• [About this exercise] Search the listing below for the word "cockpit", and copy every line in which it turns up.
───── Source records ─────
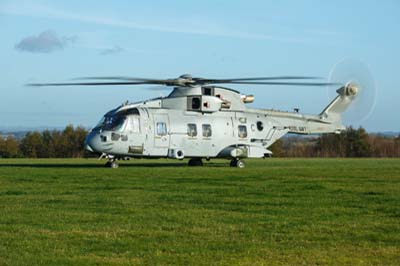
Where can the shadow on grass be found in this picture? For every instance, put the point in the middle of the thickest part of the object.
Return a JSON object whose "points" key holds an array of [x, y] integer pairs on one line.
{"points": [[88, 165]]}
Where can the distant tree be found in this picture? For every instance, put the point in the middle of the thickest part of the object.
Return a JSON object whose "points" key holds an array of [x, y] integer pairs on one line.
{"points": [[9, 147], [32, 145]]}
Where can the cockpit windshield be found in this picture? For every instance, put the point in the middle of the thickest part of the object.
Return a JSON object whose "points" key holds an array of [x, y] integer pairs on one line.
{"points": [[114, 123], [127, 120]]}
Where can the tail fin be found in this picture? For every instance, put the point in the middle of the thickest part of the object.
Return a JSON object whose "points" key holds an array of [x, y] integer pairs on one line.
{"points": [[347, 95]]}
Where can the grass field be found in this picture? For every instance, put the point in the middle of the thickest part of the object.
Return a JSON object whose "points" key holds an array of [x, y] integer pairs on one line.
{"points": [[161, 212]]}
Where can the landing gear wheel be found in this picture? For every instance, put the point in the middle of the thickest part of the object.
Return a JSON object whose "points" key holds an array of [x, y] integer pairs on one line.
{"points": [[237, 163], [195, 162], [112, 164]]}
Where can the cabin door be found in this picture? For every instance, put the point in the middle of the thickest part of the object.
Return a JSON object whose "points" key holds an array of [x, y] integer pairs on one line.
{"points": [[161, 131]]}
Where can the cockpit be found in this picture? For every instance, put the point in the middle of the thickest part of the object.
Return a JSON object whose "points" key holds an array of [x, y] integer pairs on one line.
{"points": [[125, 120]]}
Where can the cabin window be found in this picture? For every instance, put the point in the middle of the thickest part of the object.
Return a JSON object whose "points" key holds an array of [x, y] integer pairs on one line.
{"points": [[242, 132], [260, 126], [196, 103], [207, 130], [192, 130], [134, 123], [161, 129], [207, 91]]}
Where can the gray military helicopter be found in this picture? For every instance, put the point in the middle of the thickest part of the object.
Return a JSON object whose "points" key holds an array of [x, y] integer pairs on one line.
{"points": [[200, 119]]}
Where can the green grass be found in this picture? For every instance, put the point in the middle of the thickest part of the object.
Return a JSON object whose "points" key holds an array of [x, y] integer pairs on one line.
{"points": [[161, 212]]}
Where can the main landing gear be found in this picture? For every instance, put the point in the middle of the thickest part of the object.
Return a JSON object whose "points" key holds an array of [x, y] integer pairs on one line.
{"points": [[195, 162], [112, 164], [237, 163]]}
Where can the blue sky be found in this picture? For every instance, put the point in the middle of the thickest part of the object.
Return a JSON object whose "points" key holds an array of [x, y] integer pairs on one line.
{"points": [[47, 41]]}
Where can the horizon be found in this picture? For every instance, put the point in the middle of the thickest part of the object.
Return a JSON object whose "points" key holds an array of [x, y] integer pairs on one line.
{"points": [[45, 41]]}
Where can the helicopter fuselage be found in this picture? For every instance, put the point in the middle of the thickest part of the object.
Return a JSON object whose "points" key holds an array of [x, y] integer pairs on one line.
{"points": [[199, 122]]}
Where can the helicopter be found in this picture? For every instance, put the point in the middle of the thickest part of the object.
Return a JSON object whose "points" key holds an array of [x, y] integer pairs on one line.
{"points": [[200, 119]]}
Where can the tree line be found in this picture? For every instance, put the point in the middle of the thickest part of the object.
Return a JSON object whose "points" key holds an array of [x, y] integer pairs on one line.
{"points": [[350, 143], [69, 143]]}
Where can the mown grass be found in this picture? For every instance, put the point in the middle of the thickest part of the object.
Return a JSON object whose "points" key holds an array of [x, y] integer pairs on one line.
{"points": [[161, 212]]}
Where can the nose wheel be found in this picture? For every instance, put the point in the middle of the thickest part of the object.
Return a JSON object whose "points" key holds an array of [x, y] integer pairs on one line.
{"points": [[237, 163], [112, 164]]}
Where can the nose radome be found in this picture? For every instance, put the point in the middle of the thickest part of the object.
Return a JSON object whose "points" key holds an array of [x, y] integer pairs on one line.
{"points": [[91, 142]]}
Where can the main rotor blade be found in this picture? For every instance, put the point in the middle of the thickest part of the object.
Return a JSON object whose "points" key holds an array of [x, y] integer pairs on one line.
{"points": [[121, 78], [255, 78], [288, 83], [88, 84]]}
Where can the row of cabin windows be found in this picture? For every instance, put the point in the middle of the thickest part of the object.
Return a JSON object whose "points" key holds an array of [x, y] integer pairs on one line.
{"points": [[192, 130], [207, 132]]}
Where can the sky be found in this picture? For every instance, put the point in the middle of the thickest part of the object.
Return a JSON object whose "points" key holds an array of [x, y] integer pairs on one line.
{"points": [[55, 41]]}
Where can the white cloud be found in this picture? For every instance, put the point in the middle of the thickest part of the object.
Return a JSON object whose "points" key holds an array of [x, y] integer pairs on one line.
{"points": [[45, 42]]}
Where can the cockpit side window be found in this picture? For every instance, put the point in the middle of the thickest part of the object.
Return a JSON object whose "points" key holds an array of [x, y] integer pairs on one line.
{"points": [[114, 123], [161, 128], [192, 130], [134, 123], [206, 130]]}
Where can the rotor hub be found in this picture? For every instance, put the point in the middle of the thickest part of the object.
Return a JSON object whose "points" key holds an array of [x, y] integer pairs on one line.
{"points": [[351, 89]]}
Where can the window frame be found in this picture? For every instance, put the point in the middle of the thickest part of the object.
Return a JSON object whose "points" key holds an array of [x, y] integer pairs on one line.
{"points": [[189, 130], [242, 134], [164, 131], [206, 128]]}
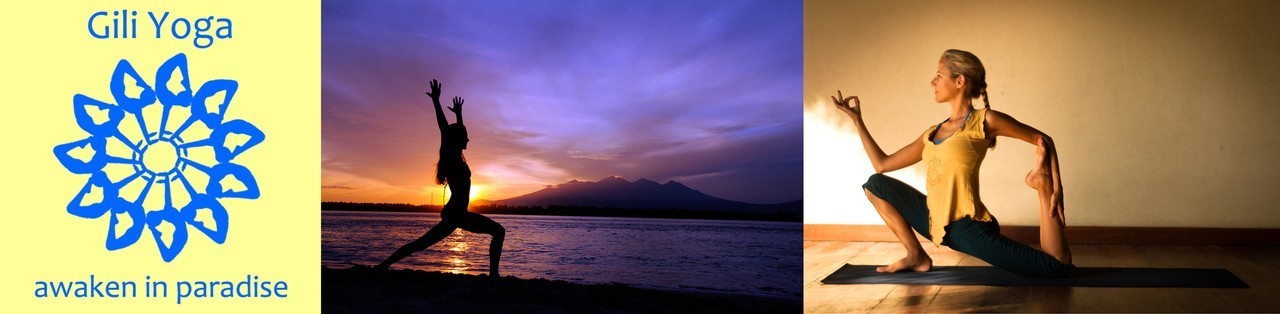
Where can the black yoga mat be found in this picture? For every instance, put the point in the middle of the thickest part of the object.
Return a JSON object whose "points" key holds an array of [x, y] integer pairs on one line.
{"points": [[1079, 277]]}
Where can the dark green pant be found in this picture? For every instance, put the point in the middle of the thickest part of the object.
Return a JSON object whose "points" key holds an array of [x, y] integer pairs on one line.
{"points": [[978, 239]]}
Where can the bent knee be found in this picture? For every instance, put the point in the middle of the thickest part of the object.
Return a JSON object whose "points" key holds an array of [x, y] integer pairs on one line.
{"points": [[876, 182]]}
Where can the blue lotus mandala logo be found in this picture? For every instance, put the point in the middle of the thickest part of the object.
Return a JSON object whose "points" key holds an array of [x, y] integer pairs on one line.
{"points": [[164, 167]]}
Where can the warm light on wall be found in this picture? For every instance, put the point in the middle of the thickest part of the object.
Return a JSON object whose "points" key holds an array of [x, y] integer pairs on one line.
{"points": [[836, 167]]}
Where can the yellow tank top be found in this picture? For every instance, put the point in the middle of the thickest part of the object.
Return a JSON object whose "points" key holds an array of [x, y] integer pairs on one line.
{"points": [[951, 181]]}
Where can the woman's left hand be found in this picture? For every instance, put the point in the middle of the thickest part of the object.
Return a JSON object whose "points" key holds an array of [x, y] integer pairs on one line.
{"points": [[457, 105]]}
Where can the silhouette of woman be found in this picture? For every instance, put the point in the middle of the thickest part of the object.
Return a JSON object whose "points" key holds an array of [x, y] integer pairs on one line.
{"points": [[453, 172]]}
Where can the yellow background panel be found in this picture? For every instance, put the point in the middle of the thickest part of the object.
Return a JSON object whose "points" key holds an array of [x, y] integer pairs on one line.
{"points": [[274, 54]]}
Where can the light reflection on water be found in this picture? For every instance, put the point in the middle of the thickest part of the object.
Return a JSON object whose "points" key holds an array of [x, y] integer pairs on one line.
{"points": [[755, 258]]}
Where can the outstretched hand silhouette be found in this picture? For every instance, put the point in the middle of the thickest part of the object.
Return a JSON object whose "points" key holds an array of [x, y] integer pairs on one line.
{"points": [[435, 90], [457, 105]]}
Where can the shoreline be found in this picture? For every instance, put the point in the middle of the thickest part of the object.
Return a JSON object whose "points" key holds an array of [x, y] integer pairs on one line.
{"points": [[794, 215], [362, 289]]}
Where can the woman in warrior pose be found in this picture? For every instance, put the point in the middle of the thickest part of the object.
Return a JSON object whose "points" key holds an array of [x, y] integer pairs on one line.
{"points": [[452, 171], [952, 213]]}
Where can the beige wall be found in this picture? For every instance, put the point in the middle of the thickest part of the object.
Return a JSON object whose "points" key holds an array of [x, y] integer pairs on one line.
{"points": [[1166, 113]]}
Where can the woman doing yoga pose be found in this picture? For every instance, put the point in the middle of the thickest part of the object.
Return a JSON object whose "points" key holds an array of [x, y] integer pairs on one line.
{"points": [[452, 171], [952, 213]]}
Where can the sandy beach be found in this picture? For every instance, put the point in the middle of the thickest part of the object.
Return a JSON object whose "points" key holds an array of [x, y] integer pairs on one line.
{"points": [[364, 290]]}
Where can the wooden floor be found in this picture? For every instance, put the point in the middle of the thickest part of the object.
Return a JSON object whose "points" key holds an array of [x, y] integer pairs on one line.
{"points": [[1257, 265]]}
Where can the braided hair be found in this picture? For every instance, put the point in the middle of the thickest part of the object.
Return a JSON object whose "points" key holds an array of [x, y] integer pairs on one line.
{"points": [[964, 63]]}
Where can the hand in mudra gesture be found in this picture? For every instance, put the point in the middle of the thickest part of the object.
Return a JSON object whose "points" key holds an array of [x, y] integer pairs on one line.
{"points": [[841, 103]]}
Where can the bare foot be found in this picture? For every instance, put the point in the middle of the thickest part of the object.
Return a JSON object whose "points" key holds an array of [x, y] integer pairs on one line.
{"points": [[923, 263]]}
─────
• [Expected answer]
Where can the cockpit windshield be found in this picture? For every instance, put the point in the middle of the thickest part of the object.
Where can the cockpit be found in this picture? For every instance, put the point in the middle of the thickest part of the object.
Where can the cockpit side window be found in this picture? For every instance, put the point in the middle of the thickest part of the object.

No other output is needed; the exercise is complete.